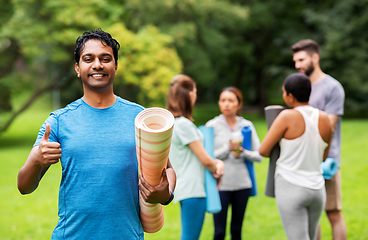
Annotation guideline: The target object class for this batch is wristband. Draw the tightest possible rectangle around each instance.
[161,191,174,205]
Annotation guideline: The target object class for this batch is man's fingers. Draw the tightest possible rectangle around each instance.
[41,123,51,142]
[162,168,168,182]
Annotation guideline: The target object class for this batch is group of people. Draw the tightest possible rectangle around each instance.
[18,29,346,240]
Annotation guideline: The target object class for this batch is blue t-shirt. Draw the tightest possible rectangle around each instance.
[35,97,144,240]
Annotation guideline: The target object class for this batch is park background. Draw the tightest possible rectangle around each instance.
[0,0,368,239]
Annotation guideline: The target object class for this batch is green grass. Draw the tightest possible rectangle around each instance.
[0,97,368,240]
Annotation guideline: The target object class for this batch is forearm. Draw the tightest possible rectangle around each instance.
[240,149,263,162]
[17,147,48,194]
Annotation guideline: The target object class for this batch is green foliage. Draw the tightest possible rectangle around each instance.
#####
- **EXERCISE INSTRUCTIONS**
Rewrite the stretch of the data from the line containing "batch is forearm." through the line containing "[17,147,48,194]", changing "forearm" to "lower arm" and keeping everything else the same.

- **SOLUTION FOR THIS EXERCISE**
Annotation guideline: The target object class for this batch is lower arm. Draw the tightest possible rectangle around each instance.
[240,149,263,162]
[17,147,48,194]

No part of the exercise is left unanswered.